▸ **REQUEST**: Please output the entries below from the line that contains "An instance of the deer belly" through the final line, reproduced exactly and alone.

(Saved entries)
● ● ● ●

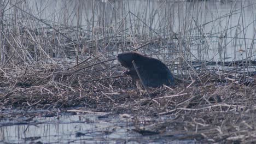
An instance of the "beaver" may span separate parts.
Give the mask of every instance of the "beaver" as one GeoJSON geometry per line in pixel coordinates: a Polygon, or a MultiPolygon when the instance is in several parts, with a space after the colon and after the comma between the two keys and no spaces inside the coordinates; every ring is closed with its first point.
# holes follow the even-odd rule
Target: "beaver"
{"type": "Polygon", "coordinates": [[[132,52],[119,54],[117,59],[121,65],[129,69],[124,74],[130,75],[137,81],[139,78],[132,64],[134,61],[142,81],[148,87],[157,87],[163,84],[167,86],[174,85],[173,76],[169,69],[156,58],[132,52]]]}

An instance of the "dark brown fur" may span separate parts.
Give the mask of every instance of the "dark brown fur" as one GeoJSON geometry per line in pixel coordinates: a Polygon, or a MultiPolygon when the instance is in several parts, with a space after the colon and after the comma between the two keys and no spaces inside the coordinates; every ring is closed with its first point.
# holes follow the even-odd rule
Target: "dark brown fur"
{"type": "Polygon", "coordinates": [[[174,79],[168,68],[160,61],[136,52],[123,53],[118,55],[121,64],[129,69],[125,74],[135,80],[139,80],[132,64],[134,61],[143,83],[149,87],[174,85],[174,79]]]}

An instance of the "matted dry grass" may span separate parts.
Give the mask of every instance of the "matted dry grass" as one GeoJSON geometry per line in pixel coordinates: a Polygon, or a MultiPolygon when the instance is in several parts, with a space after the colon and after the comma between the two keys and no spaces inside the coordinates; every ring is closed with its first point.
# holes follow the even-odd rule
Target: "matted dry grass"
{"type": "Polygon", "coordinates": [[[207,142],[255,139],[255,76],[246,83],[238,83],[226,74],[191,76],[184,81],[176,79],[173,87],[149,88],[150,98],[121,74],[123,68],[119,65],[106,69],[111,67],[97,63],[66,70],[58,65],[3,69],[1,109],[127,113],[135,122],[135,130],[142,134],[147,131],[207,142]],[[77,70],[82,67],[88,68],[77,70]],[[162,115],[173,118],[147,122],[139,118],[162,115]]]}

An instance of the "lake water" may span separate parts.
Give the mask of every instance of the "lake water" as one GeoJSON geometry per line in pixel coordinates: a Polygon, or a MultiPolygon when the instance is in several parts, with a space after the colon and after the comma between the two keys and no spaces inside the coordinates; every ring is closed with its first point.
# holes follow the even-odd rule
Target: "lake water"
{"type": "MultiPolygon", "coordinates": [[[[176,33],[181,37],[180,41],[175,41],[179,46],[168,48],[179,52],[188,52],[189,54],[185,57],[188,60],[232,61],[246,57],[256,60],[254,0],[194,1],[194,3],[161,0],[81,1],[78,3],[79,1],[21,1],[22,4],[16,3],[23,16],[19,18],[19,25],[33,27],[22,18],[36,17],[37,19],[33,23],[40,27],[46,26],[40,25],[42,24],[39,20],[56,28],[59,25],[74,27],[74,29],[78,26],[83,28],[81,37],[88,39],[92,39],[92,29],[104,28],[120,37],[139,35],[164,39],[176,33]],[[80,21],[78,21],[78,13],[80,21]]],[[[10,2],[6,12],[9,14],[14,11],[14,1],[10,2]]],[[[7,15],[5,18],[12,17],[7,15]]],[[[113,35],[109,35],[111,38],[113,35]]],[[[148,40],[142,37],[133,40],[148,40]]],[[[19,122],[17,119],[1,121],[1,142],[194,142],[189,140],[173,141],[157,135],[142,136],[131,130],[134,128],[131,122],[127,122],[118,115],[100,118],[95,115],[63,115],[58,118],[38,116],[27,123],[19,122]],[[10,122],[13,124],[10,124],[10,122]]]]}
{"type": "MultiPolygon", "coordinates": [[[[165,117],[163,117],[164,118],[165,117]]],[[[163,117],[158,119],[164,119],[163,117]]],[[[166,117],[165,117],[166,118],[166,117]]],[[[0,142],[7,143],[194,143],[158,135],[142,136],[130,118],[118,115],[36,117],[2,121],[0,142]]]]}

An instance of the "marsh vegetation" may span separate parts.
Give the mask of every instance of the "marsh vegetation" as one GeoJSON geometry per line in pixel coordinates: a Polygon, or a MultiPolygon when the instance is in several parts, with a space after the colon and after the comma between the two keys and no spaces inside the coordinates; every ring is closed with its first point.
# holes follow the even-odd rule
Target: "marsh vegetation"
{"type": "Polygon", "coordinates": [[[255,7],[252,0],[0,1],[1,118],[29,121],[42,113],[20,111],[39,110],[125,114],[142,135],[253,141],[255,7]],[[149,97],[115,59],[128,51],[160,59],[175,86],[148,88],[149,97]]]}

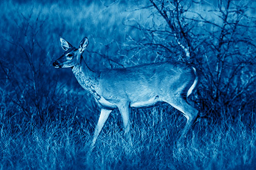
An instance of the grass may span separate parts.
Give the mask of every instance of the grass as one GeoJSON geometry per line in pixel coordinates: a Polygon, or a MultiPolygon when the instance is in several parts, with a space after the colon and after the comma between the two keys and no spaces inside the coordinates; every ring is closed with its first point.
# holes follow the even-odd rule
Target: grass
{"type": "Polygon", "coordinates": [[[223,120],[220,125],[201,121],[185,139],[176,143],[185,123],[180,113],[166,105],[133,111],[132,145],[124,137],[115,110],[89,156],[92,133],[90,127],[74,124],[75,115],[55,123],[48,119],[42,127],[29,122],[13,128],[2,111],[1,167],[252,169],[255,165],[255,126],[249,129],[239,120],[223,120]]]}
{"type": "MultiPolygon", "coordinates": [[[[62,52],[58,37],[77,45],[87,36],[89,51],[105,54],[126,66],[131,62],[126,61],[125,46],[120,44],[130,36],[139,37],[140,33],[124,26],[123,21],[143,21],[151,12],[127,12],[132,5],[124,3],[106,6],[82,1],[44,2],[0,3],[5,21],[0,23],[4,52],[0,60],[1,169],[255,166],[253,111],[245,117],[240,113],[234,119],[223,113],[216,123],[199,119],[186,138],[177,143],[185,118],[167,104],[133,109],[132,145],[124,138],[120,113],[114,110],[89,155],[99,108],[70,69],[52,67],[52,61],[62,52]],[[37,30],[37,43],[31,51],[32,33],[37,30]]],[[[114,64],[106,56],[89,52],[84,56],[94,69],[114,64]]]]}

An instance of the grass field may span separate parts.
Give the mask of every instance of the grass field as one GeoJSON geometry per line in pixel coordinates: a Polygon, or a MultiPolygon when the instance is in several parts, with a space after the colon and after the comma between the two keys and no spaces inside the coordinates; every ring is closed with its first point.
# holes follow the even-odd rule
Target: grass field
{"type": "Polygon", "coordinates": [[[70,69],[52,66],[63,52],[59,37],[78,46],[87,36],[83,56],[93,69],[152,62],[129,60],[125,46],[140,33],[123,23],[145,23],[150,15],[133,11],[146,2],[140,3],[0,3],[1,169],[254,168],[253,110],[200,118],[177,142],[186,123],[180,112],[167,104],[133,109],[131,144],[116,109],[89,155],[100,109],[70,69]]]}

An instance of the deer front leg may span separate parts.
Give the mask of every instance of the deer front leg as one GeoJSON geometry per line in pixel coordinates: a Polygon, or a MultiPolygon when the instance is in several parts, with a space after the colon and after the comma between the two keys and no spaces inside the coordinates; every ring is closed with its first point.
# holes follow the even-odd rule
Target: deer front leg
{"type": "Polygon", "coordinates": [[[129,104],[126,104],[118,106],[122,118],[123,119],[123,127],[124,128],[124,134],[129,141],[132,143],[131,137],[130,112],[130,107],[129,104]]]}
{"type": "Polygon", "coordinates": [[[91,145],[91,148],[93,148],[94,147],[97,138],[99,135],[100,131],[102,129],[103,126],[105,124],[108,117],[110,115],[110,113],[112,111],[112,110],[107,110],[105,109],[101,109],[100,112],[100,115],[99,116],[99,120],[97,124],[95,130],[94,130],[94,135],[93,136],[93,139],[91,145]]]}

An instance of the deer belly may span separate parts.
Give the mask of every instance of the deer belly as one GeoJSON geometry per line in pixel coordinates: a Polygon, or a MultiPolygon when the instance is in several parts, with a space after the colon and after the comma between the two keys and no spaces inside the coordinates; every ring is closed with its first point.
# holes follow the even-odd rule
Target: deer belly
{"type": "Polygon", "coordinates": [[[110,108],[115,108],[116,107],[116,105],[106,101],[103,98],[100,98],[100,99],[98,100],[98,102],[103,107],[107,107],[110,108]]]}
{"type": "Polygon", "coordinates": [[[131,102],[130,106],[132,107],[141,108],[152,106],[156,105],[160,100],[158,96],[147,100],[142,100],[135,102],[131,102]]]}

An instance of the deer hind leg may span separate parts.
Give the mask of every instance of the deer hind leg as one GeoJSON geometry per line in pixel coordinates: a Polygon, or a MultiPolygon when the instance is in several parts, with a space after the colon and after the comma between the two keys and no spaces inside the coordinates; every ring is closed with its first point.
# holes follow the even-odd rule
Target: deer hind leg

● ● ● ●

▸ **EXERCISE RESULT**:
An instance of the deer belly may span separate parts.
Give the mask of every instance of the deer belly as one GeoJSON geometry per line in pixel coordinates: a Polygon, or a MultiPolygon when the instance is in several parts, with a space after the colon and after the comma between the two keys and no spaces inside the coordinates; every ring is closed with its first point.
# holes follow the even-odd rule
Target: deer belly
{"type": "Polygon", "coordinates": [[[110,108],[115,108],[116,107],[116,105],[106,101],[103,98],[100,98],[100,99],[98,100],[98,102],[103,107],[107,107],[110,108]]]}
{"type": "Polygon", "coordinates": [[[131,102],[130,106],[132,107],[141,108],[152,106],[156,105],[160,100],[158,96],[147,100],[142,100],[135,102],[131,102]]]}

An instance of the deer hind leg may span separate parts.
Give the mask of every instance of the deer hind leg as one GeoJSON geometry per line in pixel coordinates: a Polygon, or a MultiPolygon when the instance is in several parts, with a space after the colon and after the comma between the two keys and no spaces inside the coordinates; every ring is closed with its first point.
# holes follow the even-odd rule
Target: deer hind leg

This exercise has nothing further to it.